◆ **GIVEN REQUEST 1**
Using the forum thread on refugium lighting, decide whether each statement below agrees with it, and for each answer yes or no and quote the words that settle it. (a) evilc66 considers 6500-8000K white light sufficient for a refugium. (b) evilc66 uses warm white LEDs on a planted freshwater tank. (c) blasterman says cool white light is mostly red.
◆ **GIVEN REQUEST 2**
Transcribe the forum thread on refugium lighting word for word, everything from "## evilc66 (Sep" down to "issues growing plants.".

◆ **PAGE TEXT**
<<<<
I understand what you are saying about efficiency. Are the led's you mention 3w each?

I will spend some time on your ideas. 20 - 30w on the refugiums doesn't sound like much, but I don't know how to calculate how much I need. I was also thinking 10000k for the refugiums for more blue spectrum (good for plant growth) Red is good for budding... green not really used much. So, 10000k to 12000K sounds pretty nice.

Here is the aquarium LED I mentioned http://www.gothamhydroponics.com/fe...e-hydro-aquastar-180-watt-aquarium-light.html
Am interested in your opinions.

this is a vegatative growth light I was thinking of for refugiums before I started thinking about making my own http://www.gothamhydroponics.com/led-grow-lights/lighthouse-hydro-90w-led-grow-light-ho.html The same company lists them cheaper on ebay and there is more information about their light spectrums there like this graph







and this one


----------



## evilc66 (Sep 19, 2012)

I wouldn't worry about getting too fancy on the fuge light. 6500-8000K white light is more than enough to get the job done. This is an instance where brute force can be used to your advantage. Unless you are going with a "display fuge", and colors need to be better than average, then the whole point behind it is just nutrient export and control. At that point, as long as the plants/algae grow, the lights are sufficient. You don't need to worry about flowering stages and what-not. I use 6500K cool white LEDs on my planted freshwater tank, and I have zero issues growing plants.


----------



## blasterman (Sep 20, 2012)

> I was also thinking 10000k for the refugiums for more blue spectrum (good for plant growth) Red is good for budding... green not really used much. So, 10000k to 12000K sounds pretty nice.



Aquatic plants do fine with just cool white LED's. Since cool white is mostly blue anyways that's what you want. Macro algaes and such might be able to utilize warmer wavelengths but why bother when it looks bad on a reef tank, even in a fuge.
>>>>
◆ **DATASET RECORDS**
<<<<
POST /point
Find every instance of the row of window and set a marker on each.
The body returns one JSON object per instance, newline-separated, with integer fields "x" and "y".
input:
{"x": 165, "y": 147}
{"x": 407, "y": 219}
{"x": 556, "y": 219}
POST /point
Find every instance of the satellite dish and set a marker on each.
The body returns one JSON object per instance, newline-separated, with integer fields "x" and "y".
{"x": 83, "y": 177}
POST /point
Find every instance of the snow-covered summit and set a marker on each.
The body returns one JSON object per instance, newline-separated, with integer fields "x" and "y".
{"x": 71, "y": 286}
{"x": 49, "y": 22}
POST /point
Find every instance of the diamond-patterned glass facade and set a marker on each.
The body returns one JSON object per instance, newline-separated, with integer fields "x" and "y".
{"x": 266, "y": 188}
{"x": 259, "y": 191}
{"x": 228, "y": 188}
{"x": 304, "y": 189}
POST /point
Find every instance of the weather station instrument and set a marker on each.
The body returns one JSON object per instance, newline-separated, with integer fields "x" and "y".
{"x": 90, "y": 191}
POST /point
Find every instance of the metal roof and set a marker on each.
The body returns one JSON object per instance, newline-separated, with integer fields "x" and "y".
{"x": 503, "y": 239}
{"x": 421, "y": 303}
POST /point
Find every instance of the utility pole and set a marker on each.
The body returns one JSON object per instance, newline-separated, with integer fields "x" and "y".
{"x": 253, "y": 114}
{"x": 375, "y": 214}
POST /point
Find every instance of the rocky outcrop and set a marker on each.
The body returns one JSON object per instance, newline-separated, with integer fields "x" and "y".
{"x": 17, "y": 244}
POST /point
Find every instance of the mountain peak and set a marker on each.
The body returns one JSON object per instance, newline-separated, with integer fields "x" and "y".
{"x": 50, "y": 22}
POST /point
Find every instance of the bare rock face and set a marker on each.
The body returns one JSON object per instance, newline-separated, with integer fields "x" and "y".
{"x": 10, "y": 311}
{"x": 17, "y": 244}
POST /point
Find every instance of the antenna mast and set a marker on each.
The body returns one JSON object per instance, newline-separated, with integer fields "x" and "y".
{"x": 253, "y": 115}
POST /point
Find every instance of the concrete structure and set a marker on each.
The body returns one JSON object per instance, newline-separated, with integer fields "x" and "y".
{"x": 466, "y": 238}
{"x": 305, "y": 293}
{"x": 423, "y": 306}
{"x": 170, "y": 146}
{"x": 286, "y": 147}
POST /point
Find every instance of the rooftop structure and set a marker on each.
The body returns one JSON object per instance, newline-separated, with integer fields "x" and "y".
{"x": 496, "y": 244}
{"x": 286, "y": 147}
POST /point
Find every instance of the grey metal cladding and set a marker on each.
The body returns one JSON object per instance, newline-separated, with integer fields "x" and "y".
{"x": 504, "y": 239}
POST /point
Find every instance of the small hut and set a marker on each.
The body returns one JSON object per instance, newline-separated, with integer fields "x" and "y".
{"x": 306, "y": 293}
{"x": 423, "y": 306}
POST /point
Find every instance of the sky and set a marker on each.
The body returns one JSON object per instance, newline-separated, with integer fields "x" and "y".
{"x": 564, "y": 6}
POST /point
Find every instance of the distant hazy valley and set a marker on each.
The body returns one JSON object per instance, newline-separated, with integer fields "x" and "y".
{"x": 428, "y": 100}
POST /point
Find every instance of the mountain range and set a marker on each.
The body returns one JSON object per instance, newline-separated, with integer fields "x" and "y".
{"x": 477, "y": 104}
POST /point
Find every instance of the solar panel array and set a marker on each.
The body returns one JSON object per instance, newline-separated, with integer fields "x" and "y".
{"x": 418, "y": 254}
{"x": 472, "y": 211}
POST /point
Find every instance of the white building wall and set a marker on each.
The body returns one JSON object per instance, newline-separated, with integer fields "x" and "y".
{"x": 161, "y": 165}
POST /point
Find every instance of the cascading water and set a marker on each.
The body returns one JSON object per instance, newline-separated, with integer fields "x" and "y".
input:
>>>>
◆ **WRITTEN RESPONSE 1**
(a) Yes: "6500-8000K white light is more than enough to get the job done."
(b) No: "I use 6500K cool white LEDs on my planted freshwater tank"
(c) No: "Since cool white is mostly blue anyways that's what you want."

◆ **WRITTEN RESPONSE 2**
## evilc66 (Sep 19, 2012)

I wouldn't worry about getting too fancy on the fuge light. 6500-8000K white light is more than enough to get the job done. This is an instance where brute force can be used to your advantage. Unless you are going with a "display fuge", and colors need to be better than average, then the whole point behind it is just nutrient export and control. At that point, as long as the plants/algae grow, the lights are sufficient. You don't need to worry about flowering stages and what-not. I use 6500K cool white LEDs on my planted freshwater tank, and I have zero issues growing plants.